Skip to content

Crawler Governance

Crawler governance separates ordinary search visibility from AI search inclusion, user-triggered fetches, model training, grounding, and broad dataset crawling.

SEO Suite ships crawler policy presets through AI Discovery:

  • Search-visible, training-restricted: allow AI search and user-triggered fetchers while disallowing model-training and broad dataset crawlers.
  • Open: allow all seeded AI crawler user agents.
  • Restrictive: disallow all seeded AI crawler user agents.

Use the preset as the site baseline, then add site-specific crawler rule rows only when a provider or path needs a deliberate override.

  • Normal search bots should follow the site’s ordinary search and robots policy.
  • OpenAI search and training are separate controls; search inclusion and training reuse should not be treated as the same decision.
  • Google Search and Google Extended controls are separate; restricting training or grounding controls should not be described as blocking normal Google Search.
  • Bing still relies on ordinary crawlability and can benefit from Site Discovery sitemap output and IndexNow change notifications.
  • Broad crawlers such as Common Crawl should usually be reviewed separately from answer-engine search crawlers.

Provider names and crawler behavior can change. Review upstream crawler documentation before changing seeded defaults or publishing guidance.

  • Decide whether the site should be visible in normal search.
  • Decide whether AI search and answer engines may cite public pages.
  • Decide whether model-training crawlers may reuse content.
  • Decide whether broad dataset crawlers may crawl the site.
  • Preview robots.txt after changing the policy.
  • Confirm llms.txt, page Markdown, and sitemaps match the intended public surface.
  • Global seeded crawler rows define the default package stance.
  • Site-specific rows override global rows with the same provider, user agent, and path.
  • Disable one seeded rule for one site with a site-specific override instead of changing package defaults for every site.
  • Keep crawler policy UI copy clear about the search/training split.

Saved entries:
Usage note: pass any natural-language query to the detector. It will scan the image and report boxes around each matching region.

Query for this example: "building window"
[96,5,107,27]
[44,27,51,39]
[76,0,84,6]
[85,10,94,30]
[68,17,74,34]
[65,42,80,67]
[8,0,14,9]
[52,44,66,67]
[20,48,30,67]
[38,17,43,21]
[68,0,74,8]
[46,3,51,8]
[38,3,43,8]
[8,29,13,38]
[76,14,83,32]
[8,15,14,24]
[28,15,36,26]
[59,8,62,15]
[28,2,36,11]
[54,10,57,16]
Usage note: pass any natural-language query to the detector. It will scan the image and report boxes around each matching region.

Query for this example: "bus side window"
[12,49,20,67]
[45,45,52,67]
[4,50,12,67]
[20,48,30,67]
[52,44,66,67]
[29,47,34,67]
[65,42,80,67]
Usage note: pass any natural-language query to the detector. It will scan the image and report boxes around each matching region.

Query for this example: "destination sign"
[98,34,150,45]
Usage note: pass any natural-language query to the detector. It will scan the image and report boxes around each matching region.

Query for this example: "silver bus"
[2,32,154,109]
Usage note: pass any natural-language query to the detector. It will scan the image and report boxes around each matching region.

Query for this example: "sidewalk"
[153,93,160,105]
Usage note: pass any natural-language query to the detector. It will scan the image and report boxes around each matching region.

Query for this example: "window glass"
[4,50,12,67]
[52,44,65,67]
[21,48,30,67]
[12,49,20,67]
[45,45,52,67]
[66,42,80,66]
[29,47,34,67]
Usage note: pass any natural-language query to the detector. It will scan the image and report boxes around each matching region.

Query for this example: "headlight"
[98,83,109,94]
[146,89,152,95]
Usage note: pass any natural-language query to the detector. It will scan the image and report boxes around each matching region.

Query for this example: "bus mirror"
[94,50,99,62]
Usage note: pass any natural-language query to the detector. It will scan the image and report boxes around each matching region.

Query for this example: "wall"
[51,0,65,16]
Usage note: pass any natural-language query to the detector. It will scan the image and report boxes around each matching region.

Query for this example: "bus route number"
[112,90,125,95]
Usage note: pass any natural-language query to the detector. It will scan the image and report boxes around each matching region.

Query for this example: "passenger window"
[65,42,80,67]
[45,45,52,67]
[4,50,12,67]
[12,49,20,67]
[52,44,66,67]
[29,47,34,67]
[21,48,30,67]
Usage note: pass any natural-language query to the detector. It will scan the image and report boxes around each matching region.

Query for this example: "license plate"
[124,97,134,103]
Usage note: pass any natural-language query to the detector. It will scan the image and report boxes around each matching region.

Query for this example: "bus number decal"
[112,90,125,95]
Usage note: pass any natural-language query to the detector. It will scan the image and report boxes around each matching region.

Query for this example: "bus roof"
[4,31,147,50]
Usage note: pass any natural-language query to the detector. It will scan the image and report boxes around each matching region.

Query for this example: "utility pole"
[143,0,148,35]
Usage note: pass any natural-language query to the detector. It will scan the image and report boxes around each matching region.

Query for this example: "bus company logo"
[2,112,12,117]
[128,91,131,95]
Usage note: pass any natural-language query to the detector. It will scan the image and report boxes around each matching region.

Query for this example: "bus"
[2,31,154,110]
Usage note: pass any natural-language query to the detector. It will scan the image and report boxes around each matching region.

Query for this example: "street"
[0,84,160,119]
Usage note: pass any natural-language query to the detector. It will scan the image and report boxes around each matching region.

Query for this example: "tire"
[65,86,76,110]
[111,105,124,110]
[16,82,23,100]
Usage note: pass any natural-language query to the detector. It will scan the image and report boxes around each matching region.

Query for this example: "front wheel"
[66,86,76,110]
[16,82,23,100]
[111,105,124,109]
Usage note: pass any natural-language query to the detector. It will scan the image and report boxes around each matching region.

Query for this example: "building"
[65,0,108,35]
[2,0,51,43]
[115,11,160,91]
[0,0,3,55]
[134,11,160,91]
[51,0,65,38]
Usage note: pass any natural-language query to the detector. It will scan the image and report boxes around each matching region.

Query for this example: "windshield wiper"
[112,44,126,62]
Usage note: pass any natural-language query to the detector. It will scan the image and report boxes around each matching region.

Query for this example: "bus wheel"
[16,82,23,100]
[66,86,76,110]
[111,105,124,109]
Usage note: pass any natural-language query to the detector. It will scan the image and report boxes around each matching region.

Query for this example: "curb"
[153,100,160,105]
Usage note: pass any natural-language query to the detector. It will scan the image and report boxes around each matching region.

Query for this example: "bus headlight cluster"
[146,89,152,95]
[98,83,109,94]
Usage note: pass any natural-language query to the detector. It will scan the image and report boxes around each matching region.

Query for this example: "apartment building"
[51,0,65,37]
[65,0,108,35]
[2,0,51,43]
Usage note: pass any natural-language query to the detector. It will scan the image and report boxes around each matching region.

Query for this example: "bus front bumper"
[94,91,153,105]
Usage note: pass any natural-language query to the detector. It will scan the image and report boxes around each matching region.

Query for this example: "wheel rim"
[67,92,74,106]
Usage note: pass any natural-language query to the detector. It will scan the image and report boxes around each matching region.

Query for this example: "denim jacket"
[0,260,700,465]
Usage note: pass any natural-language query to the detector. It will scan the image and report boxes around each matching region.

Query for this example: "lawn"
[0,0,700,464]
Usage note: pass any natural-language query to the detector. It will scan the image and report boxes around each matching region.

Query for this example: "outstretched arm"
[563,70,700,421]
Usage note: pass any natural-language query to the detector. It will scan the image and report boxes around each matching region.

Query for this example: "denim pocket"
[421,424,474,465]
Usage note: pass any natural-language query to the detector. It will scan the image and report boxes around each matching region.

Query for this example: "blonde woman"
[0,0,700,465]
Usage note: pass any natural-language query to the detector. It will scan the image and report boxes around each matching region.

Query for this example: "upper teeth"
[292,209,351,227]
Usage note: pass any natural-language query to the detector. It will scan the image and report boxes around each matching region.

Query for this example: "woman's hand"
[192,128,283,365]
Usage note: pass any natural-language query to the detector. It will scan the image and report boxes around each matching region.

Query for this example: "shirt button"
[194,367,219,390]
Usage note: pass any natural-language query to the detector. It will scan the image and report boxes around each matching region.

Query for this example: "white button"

WORK ITEM: For each of the following statements, say yes or no to whether it agrees with the crawler governance text, and quote the deciding words. (a) The Restrictive preset disallows all seeded AI crawler user agents. (b) Restricting Google's training or grounding controls amounts to blocking normal Google Search. (c) Site-specific rows override global rows that have the same provider, user agent, and path. Answer using only the crawler governance text.

ANSWER SECTION:
(a) Yes: "Restrictive: disallow all seeded AI crawler user agents."
(b) No: "restricting training or grounding controls should not be described as blocking normal Google Search."
(c) Yes: "Site-specific rows override global rows with the same provider, user agent, and path."